* [WHAT IS BEING ASKED]: Find each line in the rows below that contains the word "tree" and copy it in full. Case counts, so uppercase and lowercase letters do not match each other.

——

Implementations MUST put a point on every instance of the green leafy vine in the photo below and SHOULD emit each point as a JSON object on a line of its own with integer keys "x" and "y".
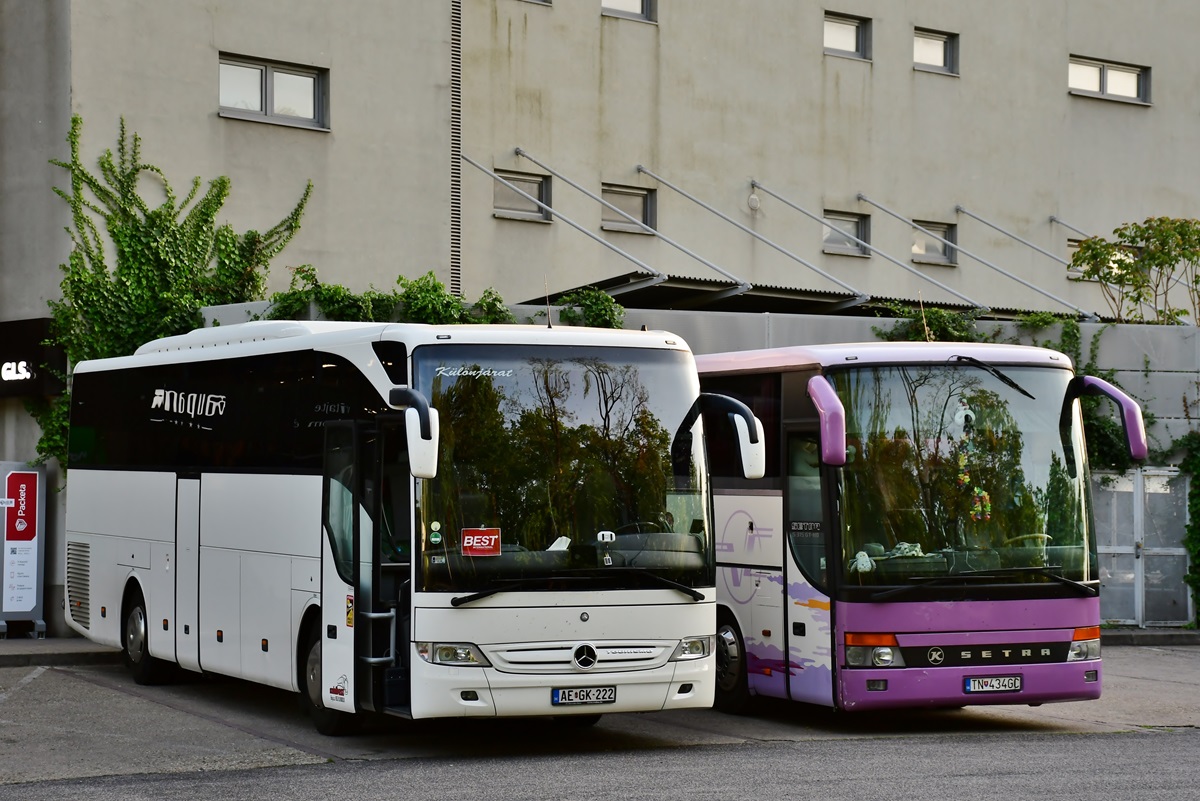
{"x": 169, "y": 260}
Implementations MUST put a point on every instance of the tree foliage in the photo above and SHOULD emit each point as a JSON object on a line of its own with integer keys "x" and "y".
{"x": 1147, "y": 271}
{"x": 415, "y": 300}
{"x": 922, "y": 324}
{"x": 169, "y": 259}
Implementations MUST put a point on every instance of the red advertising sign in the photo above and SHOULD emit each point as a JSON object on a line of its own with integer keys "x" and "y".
{"x": 480, "y": 542}
{"x": 21, "y": 512}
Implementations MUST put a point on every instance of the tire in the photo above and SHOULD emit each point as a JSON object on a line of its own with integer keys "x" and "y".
{"x": 329, "y": 722}
{"x": 144, "y": 668}
{"x": 732, "y": 691}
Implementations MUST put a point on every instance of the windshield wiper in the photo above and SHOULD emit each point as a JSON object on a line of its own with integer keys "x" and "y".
{"x": 989, "y": 368}
{"x": 983, "y": 574}
{"x": 510, "y": 585}
{"x": 653, "y": 578}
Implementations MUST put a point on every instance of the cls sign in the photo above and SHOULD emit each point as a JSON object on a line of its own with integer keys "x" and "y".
{"x": 16, "y": 372}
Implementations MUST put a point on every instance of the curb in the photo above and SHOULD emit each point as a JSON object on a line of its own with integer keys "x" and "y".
{"x": 23, "y": 654}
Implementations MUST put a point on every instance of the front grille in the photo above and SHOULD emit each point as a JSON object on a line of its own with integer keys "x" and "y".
{"x": 79, "y": 583}
{"x": 557, "y": 657}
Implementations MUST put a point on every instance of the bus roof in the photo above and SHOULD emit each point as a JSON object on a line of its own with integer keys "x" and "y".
{"x": 279, "y": 336}
{"x": 875, "y": 353}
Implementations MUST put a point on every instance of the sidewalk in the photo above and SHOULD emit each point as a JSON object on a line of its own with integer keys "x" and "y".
{"x": 52, "y": 651}
{"x": 21, "y": 651}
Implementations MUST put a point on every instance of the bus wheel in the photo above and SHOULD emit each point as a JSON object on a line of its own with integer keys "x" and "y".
{"x": 144, "y": 668}
{"x": 327, "y": 721}
{"x": 732, "y": 693}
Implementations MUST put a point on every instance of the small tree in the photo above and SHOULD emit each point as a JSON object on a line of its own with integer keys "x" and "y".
{"x": 1145, "y": 269}
{"x": 171, "y": 259}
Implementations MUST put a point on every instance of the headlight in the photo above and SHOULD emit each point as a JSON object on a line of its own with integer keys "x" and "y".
{"x": 877, "y": 656}
{"x": 463, "y": 655}
{"x": 694, "y": 648}
{"x": 1085, "y": 649}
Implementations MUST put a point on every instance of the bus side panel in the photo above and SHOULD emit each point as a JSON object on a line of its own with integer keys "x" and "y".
{"x": 267, "y": 652}
{"x": 810, "y": 639}
{"x": 265, "y": 513}
{"x": 251, "y": 527}
{"x": 750, "y": 582}
{"x": 220, "y": 613}
{"x": 187, "y": 573}
{"x": 160, "y": 585}
{"x": 119, "y": 515}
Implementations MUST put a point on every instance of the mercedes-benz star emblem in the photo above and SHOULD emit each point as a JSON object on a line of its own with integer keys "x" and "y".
{"x": 585, "y": 656}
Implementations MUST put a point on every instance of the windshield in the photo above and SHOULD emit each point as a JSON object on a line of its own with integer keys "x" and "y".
{"x": 960, "y": 469}
{"x": 556, "y": 469}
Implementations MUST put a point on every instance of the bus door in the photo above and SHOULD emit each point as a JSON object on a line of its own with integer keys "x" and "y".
{"x": 367, "y": 544}
{"x": 808, "y": 608}
{"x": 340, "y": 570}
{"x": 388, "y": 606}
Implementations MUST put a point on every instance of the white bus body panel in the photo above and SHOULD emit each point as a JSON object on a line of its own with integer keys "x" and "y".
{"x": 525, "y": 672}
{"x": 129, "y": 521}
{"x": 252, "y": 527}
{"x": 187, "y": 573}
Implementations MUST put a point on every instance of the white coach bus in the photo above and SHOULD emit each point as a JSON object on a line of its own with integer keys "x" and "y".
{"x": 408, "y": 519}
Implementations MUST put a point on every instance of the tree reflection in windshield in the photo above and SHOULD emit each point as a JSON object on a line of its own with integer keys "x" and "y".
{"x": 954, "y": 470}
{"x": 565, "y": 458}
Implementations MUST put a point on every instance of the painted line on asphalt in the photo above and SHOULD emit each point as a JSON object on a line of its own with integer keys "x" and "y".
{"x": 21, "y": 684}
{"x": 187, "y": 710}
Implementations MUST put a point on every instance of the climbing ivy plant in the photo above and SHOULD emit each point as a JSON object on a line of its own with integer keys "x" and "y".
{"x": 415, "y": 300}
{"x": 921, "y": 324}
{"x": 1191, "y": 464}
{"x": 592, "y": 307}
{"x": 169, "y": 259}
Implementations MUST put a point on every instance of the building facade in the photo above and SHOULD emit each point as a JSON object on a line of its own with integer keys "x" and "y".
{"x": 757, "y": 156}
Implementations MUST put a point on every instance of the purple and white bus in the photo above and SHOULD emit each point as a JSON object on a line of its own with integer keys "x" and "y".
{"x": 923, "y": 531}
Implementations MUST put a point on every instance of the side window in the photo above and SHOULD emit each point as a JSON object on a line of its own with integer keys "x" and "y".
{"x": 803, "y": 511}
{"x": 339, "y": 498}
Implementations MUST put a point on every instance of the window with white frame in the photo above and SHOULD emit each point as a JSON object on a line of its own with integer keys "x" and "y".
{"x": 849, "y": 36}
{"x": 274, "y": 92}
{"x": 1108, "y": 79}
{"x": 516, "y": 197}
{"x": 935, "y": 50}
{"x": 843, "y": 233}
{"x": 635, "y": 202}
{"x": 934, "y": 242}
{"x": 634, "y": 8}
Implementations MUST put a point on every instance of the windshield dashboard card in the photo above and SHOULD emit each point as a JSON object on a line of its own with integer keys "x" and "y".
{"x": 574, "y": 696}
{"x": 993, "y": 685}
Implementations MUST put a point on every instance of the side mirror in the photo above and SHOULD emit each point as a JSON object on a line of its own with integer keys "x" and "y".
{"x": 1131, "y": 413}
{"x": 421, "y": 427}
{"x": 748, "y": 428}
{"x": 833, "y": 420}
{"x": 751, "y": 446}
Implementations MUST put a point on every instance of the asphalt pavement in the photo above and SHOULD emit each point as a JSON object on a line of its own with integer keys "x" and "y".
{"x": 55, "y": 651}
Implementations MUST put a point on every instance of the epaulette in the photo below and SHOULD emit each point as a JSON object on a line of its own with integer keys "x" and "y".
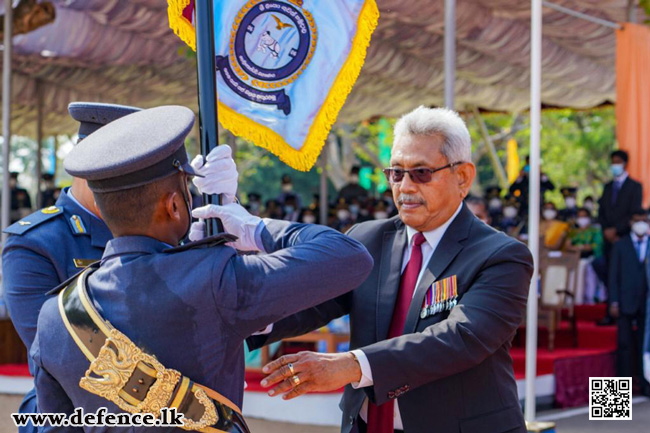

——

* [WRITTEN RESPONSE]:
Implementations MUST put a point on every instance of the tree foliage in the photo above and SHOULD emit each point as a JSON object on a line of its own with integer keys "x" and "y".
Implementations MUST put a point on every instance of the small tree in the photo above and SHOULD emit each point as a JSON object on a line of its own with integer keys "x" and "y".
Implementations MUST put a point on every instance of the tree reflection in windshield in the photo above and SHOULD emit each point as a JSON object on a line of its own with integer keys "x" and "y".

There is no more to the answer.